- **Stated exercise A**:
List every piece of advice that the passage on bank loans gives to someone taking out a loan.
- **Stated exercise B**:
In two sentences, summarize the passage on bank loans.
- **Stated exercise C**:
Carry on the passage on bank loans from its last sentence.

- **Document passage**:

Begin

Bank loan is a huge liability and one must consider his/her limitations, even banks consider carefully this aspect. The bank sanctioning the loan will try to determine the repayment capacity based on the past and present credit history of the applicant before sanctioning the loan. However what will be uncertain is the unforeseen future expenditure that the applicant may incur. Hence, to be on the safer side, it is always advisable to adopt a more conservative approach by taking a loan as low as possible. Ideally, no more than 40% of your salary should go towards payments of your EMIs (Equated Monthly Installments). Safer option is to choose EMI which is about 30% of your income.

End

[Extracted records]
Begin

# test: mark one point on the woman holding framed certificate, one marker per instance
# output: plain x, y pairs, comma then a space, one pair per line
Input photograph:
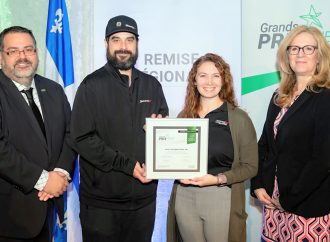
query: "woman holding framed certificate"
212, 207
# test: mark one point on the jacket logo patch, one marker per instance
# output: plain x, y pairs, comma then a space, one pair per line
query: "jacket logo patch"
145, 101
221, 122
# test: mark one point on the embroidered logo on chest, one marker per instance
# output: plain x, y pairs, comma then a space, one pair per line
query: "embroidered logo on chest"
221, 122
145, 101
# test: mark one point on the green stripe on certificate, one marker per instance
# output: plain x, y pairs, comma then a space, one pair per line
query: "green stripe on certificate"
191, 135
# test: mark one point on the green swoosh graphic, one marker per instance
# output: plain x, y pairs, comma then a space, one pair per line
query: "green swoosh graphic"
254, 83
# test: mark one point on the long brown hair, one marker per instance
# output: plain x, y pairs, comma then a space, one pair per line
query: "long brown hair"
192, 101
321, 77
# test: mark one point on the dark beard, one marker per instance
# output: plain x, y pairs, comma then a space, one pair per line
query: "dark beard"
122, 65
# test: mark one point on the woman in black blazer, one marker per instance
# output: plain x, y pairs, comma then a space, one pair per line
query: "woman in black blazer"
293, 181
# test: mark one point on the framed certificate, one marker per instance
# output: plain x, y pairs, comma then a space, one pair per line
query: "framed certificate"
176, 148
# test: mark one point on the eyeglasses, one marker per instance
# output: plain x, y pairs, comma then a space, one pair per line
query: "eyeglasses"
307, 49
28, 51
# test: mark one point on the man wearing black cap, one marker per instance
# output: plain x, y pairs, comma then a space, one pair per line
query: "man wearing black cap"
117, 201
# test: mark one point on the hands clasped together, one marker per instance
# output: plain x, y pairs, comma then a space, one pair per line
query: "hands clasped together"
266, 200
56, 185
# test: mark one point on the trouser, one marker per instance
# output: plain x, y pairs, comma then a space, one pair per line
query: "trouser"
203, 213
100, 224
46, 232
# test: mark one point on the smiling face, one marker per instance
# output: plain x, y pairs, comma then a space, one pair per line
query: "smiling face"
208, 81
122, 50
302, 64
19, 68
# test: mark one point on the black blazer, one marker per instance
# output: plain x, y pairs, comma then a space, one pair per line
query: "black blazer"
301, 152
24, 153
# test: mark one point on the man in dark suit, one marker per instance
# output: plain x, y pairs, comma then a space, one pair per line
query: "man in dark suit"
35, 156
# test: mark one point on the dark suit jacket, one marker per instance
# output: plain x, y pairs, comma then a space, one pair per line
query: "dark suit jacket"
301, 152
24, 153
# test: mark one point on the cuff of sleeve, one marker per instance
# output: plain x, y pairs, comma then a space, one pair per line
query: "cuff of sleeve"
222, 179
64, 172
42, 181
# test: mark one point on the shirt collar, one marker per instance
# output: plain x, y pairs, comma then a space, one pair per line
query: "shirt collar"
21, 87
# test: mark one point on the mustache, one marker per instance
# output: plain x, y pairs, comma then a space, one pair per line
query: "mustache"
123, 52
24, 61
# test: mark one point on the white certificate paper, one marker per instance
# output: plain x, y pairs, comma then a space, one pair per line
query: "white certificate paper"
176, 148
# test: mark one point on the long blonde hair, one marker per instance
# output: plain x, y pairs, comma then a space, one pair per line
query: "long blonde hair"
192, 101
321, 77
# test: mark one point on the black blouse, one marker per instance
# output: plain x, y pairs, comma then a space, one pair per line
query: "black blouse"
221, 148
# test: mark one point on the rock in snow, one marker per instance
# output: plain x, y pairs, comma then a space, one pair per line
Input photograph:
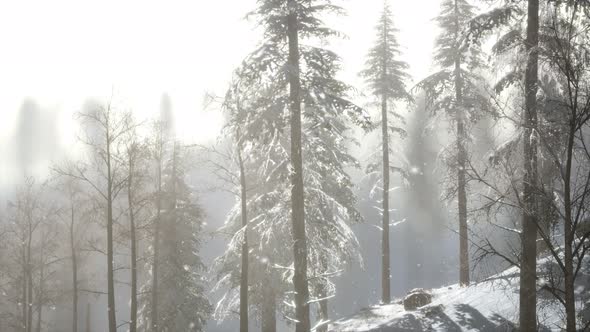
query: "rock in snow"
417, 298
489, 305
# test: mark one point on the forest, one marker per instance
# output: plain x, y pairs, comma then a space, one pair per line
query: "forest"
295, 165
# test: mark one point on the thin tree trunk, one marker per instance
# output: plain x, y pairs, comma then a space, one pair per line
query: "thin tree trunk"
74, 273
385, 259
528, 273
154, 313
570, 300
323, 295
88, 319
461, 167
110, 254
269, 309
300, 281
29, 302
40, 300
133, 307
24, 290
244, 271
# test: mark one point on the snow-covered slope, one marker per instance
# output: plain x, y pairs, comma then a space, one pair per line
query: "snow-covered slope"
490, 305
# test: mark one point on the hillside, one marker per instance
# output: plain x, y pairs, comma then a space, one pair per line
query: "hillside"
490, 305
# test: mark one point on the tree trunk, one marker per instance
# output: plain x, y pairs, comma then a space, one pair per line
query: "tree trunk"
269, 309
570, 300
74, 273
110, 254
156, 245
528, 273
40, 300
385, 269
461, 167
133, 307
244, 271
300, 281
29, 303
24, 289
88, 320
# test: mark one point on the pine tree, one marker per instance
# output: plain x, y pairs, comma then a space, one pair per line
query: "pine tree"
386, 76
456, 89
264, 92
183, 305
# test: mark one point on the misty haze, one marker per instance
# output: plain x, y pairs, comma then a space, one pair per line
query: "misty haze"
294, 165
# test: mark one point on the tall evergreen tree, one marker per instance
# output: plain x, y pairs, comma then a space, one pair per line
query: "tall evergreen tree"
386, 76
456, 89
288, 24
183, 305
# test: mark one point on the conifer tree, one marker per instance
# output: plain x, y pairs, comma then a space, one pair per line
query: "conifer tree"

End

- **Expected answer A**:
- Consider your limitations, because a bank loan is a huge liability.
- Take a conservative approach by taking a loan as low as possible.
- Ideally, put no more than 40% of your salary toward EMI payments.
- For a safer option, choose an EMI of about 30% of your income.

- **Expected answer B**:
A bank loan is a huge liability, and a bank judges an applicant's repayment capacity from past and present credit history, but it cannot foresee the applicant's future expenses. For that reason, it is advisable to borrow as little as possible and keep EMIs to no more than 40% of salary, with about 30% of income as the safer choice.

- **Expected answer C**:
·  Fixed or floating interest rate:

This is one of the pertinent aspects that an applicant should consider while going for a home loan. Banks, generally permit applicants to avail of fixed rate of interest in the first couple of years of the loan repayment tenure to attract the loan buyers, based on the total amount of the loan availed as well as the tenure of the loan. On the contrary, it is more beneficial to go for a fixed interest rate if the rate is lower currently but expected to rise soon. Even if the bank allows the applicant to avail of fixed rate of interest on the home loan, it is likely to be beneficial only in the short term. In the long term, it would be better to convert to a floating rate of interest. Hence, it would be better to clarify with the bank regarding such procedures especially about charges for converting from fixed rate to floating, reducing EMI burden or reducing term of the loan. Besides, the applicant can arrive at an appropriate decision by approaching different banks and checking out their policies as well as their terms and conditions.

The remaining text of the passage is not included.